## [TAREFA 1]
Copie sem alterações as entradas da linha com "Let me know if the wooden" até a linha com "[177,197,252,251]". Deixe as imagens fora da resposta.

## [TRECHO]
01/07/2011

Já não há deveres


“Mas sabe porque nós somos sempre mais justos e mais generosos para com os mortos? 
A razão é simples! Para com eles, já não há deveres." (Camus, In: A queda) 


Com os mortos não há assimetria. A relação é vertical. Nós somos os senhores supremos, os sujeitos, a voz que ordena e define; o morto só existe enquanto memória, não carece de afeto, de entrega, atenção, de nada.  

E mortos não são apenas aqueles que estão soterrados sob o duro silêncio do mármore; são também aqueles com quem não temos mais nada em comum, com os quais o vínculo se quebrou, como um nó desfeito numa corda apodrecida debaixo do sol. Não há deveres práticos com esses ausentes, e sem os deveres práticos, que exigem esforço, atenção e cuidado, nossa relação com os ausentes é totalmente idealizada. A chatice some. A feiura se ameniza. A mesquinharia se transforma em nobreza. O vazio ganha sentido.

Cômodo, confortável, leve, fácil. Irreal.

## [MATERIAL DA TAREFA]
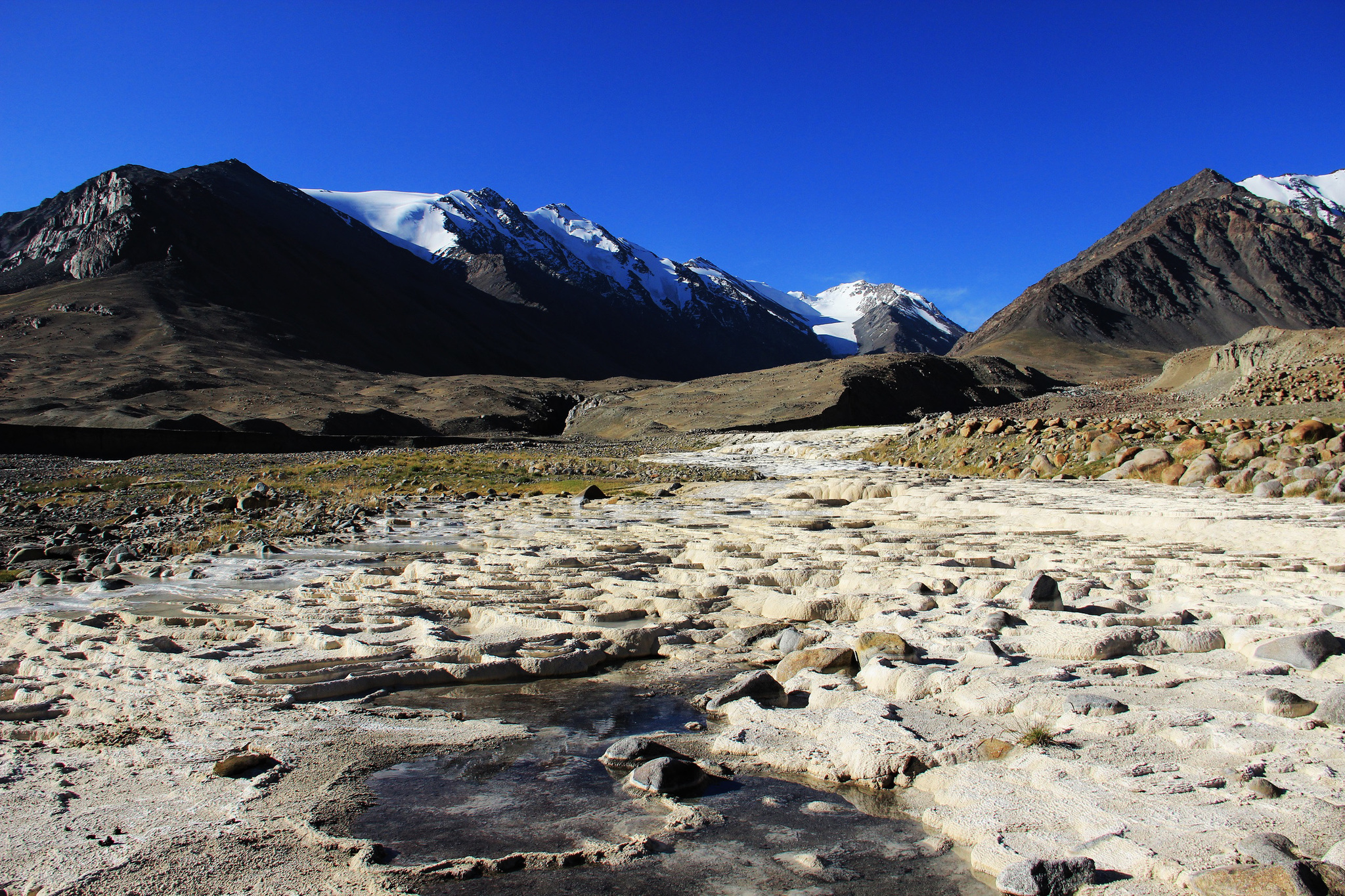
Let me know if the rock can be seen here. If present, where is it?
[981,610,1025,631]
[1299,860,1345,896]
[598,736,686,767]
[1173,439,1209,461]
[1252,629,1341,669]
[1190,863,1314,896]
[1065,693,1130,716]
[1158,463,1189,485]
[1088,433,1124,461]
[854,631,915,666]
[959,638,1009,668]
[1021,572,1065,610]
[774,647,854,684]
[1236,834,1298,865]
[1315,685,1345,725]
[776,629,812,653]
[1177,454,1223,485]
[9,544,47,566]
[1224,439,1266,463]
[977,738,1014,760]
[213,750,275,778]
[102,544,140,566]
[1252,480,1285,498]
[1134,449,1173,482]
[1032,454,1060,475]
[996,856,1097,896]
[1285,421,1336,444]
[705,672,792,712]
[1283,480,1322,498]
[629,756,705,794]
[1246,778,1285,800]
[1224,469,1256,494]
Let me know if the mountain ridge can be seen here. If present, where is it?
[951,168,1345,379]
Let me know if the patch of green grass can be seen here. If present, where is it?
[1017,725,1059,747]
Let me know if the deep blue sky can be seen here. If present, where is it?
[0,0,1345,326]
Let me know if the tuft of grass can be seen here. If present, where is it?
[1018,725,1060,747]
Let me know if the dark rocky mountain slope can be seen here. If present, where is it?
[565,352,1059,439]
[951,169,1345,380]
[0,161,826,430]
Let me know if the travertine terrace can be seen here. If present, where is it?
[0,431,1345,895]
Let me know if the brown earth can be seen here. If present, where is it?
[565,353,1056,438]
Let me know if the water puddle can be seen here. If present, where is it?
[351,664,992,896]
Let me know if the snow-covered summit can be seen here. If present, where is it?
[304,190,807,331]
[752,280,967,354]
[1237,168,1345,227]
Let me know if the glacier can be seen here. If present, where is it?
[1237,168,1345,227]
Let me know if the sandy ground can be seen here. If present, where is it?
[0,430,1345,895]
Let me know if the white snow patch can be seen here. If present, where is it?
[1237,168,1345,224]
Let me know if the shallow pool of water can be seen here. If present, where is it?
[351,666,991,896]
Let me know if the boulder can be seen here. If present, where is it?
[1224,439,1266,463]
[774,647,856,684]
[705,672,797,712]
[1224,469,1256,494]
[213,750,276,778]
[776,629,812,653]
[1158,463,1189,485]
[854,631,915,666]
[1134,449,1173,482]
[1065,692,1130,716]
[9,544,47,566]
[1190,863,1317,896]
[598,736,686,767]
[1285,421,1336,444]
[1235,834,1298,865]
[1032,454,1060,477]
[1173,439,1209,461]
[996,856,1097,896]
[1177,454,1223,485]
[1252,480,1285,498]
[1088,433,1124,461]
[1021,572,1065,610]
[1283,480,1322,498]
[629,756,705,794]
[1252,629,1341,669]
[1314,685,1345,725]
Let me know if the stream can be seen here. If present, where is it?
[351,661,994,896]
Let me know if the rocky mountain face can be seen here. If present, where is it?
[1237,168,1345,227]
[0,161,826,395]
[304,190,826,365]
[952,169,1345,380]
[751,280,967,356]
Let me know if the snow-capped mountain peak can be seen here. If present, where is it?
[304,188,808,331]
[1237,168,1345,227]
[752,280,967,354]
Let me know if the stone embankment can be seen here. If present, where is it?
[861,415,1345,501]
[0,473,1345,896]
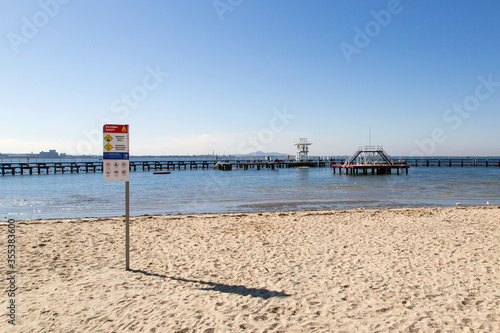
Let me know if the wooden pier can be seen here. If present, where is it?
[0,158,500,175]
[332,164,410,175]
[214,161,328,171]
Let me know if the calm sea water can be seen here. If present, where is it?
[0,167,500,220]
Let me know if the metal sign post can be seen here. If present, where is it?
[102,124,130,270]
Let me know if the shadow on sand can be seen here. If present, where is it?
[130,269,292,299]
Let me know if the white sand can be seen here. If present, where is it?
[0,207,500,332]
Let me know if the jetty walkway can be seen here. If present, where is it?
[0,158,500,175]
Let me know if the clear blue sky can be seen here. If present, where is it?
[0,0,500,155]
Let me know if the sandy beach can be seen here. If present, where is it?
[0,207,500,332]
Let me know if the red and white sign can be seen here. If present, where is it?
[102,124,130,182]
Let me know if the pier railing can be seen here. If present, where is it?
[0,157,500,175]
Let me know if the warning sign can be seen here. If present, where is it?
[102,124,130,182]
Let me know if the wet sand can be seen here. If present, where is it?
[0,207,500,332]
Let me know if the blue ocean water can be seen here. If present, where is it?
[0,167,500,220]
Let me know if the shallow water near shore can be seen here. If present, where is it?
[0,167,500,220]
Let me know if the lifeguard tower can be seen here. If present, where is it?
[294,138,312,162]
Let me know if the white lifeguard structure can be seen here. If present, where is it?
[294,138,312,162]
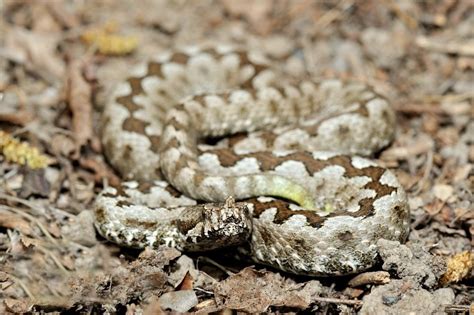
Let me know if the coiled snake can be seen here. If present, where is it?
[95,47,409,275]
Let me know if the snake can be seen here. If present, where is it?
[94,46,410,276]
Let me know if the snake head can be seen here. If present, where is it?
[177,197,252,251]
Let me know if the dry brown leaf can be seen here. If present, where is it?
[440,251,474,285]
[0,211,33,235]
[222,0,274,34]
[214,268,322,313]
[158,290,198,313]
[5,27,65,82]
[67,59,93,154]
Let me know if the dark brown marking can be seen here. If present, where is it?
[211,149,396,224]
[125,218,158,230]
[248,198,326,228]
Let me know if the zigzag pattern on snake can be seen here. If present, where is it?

## [TAREFA 2]
Por favor, reescreva de forma mais curta o parágrafo do trecho que começa com "E mortos não são apenas", mantendo os fatos principais.

## [RESPOSTA CORRETA 1]
Let me know if the wooden pier can be seen here. If present, where is it?
[0,158,500,175]
[332,164,410,175]
[214,161,328,171]
Let me know if the calm sea water can be seen here. If present, where is it?
[0,167,500,220]
Let me know if the metal sign post can be seen here. If present, where is it?
[102,124,130,270]
Let me know if the shadow on sand can be seen here. If present, where is it?
[130,269,292,299]
Let me know if the white sand can be seen here. If present, where is it?
[0,207,500,332]
Let me know if the jetty walkway can be seen here. If present, where is it?
[0,158,500,175]
Let me know if the clear blue sky can be seen here. If present, where is it?
[0,0,500,155]
Let me know if the sandy beach can be seen here. If present, where is it?
[0,207,500,332]
Let me know if the red and white sign can be seen here. If present, where is it?
[102,124,130,182]
Let me know if the pier railing can be seen here. If present, where is it?
[0,157,500,175]
Let me know if the warning sign can be seen here. If present, where is it?
[102,124,130,182]
Let me know if the wet sand can be seen here. If present, where is it?
[0,207,500,332]
Let me know if the blue ocean water can be seen here. If present, where is it?
[0,167,500,220]
Let me know if the shallow water near shore can be seen here. If present, where is it?
[0,167,500,220]
Let me know if the lifeguard tower can be seen here. If present, where is it?
[294,138,312,162]
Let me know if the white lifeguard structure can be seen here. If present, where is it?
[294,138,312,162]
Let me know if the coiled snake can be seen here. If present, where is it?
[95,47,409,275]
Let me know if the snake can be seen here. If present, where is it?
[94,46,410,276]
Let me know if the snake head can be seen here. If present, where is it?
[177,197,252,251]

## [RESPOSTA CORRETA 2]
Mortos não são só os enterrados, mas também aqueles com quem não temos mais nada em comum e com quem o vínculo se quebrou. Sem os deveres práticos, que exigem esforço, atenção e cuidado, a relação com esses ausentes fica totalmente idealizada: a chatice some, a feiura se ameniza, a mesquinharia vira nobreza e o vazio ganha sentido.